EXERCISE REQUIREMENTS =
1. Please list every person the account of the Jadotville fighting names.
2. Write a continuation of the account of the Jadotville fighting, picking up where it stops. Leave the listing out of it.
++++ SELECTED EXCERPT ++++
The pattern held into the next day, the 15th. The Irish lines were the subject of a constant string of mortar and sniper attacks, with more concrete infantry assaults occasionally stopped in their tracks by Irish fire, with the Magister a constant threat from the skies. The Irish had taken about five casualties at this point, most of them shrapnel from the mortars, with one soldier taking a snipers round into the shoulder, but there had been no fatalities. Quinlan continued to message HQ in Elizabethville about the seriousness of the situation, and continued to be told that his unit would simply have to hold out until relief could be arranged. All the while he also received threatening messages from the Jadotville burgomeister, urging him to surrender to avoid a wholesale slaughter of his troops.

The Irish faced more attacks into the 16th, a Saturday, but continued to hold. One platoon became so beset by increasingly accurate mortar fire from the enemy they were obliged to fall back to a reserve line, with just one Sergeant left in the outer one to ward off any infantry attacks. By now dwindling food was an issue, as was ammunition, but most important was the falling supplies of water: Quinlan’s decisive action to stockpile this before the fighting started insured his unit was in a position to keep the fight going far longer than they would have otherwise, but the baking heat of a Congo September meant that even this move only bought the Irish a few days.

One of the bravest, and yet also most farcical, aspects of the fighting followed, when Norwegian Lt Bjorn Hovden and Swedish Warrant Officer Eric Thors attempted to fly a helicopter with supplies of water to the Jadotville position, at a time when the Magister was busy attacking targets in Elizabethville. The chopper developed engine trouble and had to come in for an unplanned landing around the Irish position, necessitating Irish soldiers to leave their trenches to assist with laying out markers for an appropriate spot: as soon as the chopper was down, it was the subject of a murderous onslaught from small arms, machine guns and mortars, that rapidly left it unusable. It was all for naught: the water had been carried in emptied petrol canisters, that had not been properly cleaned before being filled, making the liquid contained inside undrinkable. Hovden and Thors now had no choice but to join the Irish. There was at least one positive outcome from the affair for the Irish though, as the enormous amount of fire visited by the Katangans had revealed many of their positions, and an extended exchange of fire for the rest of the day allowed the Irish to inflict more casualties.
++++ RECORD SET ++++
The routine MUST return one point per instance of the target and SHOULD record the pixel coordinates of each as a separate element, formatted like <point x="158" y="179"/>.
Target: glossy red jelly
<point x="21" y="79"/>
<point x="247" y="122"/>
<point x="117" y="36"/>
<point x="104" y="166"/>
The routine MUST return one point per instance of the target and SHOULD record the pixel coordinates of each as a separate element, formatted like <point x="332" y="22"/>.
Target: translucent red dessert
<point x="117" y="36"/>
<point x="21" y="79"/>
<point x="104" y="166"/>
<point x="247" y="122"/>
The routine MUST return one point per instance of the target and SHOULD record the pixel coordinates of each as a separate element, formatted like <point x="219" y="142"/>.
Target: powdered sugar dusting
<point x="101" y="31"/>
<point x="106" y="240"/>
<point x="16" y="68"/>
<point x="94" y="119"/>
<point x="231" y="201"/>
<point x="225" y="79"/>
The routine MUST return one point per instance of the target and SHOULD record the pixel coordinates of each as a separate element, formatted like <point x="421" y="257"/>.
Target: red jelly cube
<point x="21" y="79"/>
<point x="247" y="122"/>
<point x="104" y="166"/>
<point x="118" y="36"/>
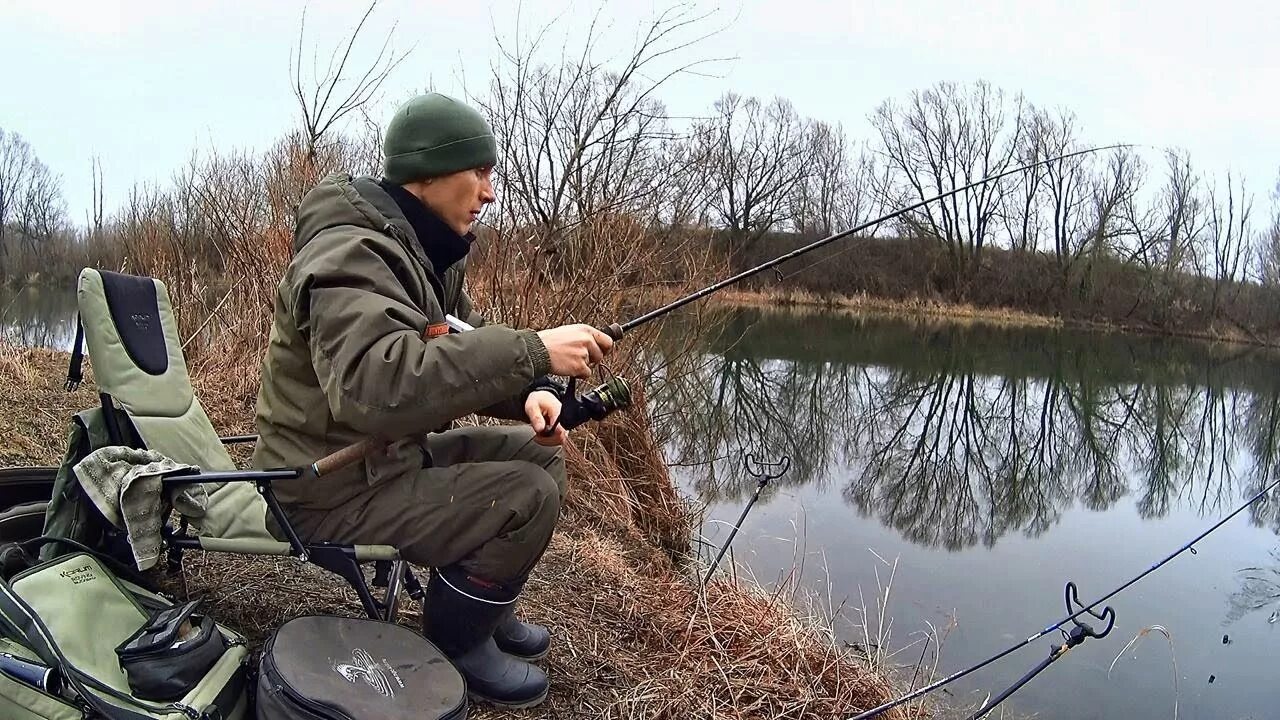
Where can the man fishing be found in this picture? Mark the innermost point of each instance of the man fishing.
(360, 347)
++++
SOLVED TASKS =
1. Quinlan, Lt Bjorn Hovden, and Warrant Officer Eric Thors.

2.
For all that, there was no hope of a military victory for the UN in Jadotville without relief. The UN attempted this for the last time on the morning of the 16th, with Cmdt Kane sent against Lufira with Force Kane 2, consisting of 300 men from the Irish, Swedish and Indian contingents – the last battle-hardened Gurkhas – of ONUC, with armoured car support. But Kane also had the additional problem of strafing runs from the Magister to contend with this time. An Irish Sgt, Joe Gallagher, was among the first casualties from the jet, but survived. The Gurkhas, accompanied by Irish-driven armoured cars, attempted to storm the bridge, but were driven back by opposing fire and the Magister, with three of the Indians killed and eight others wounded. Kane withdrew again, with the convoy taking more casualties from a gendarme ambush on the way back to Elizabethville, with several Irish soldiers among the wounded. There would be no more relief attempts, much to the fury of the Irish who remained besieged at Jadotville: at least one subsequent account claims that Quinlan had to be pulled off of Kane when the two happened to meet some time later.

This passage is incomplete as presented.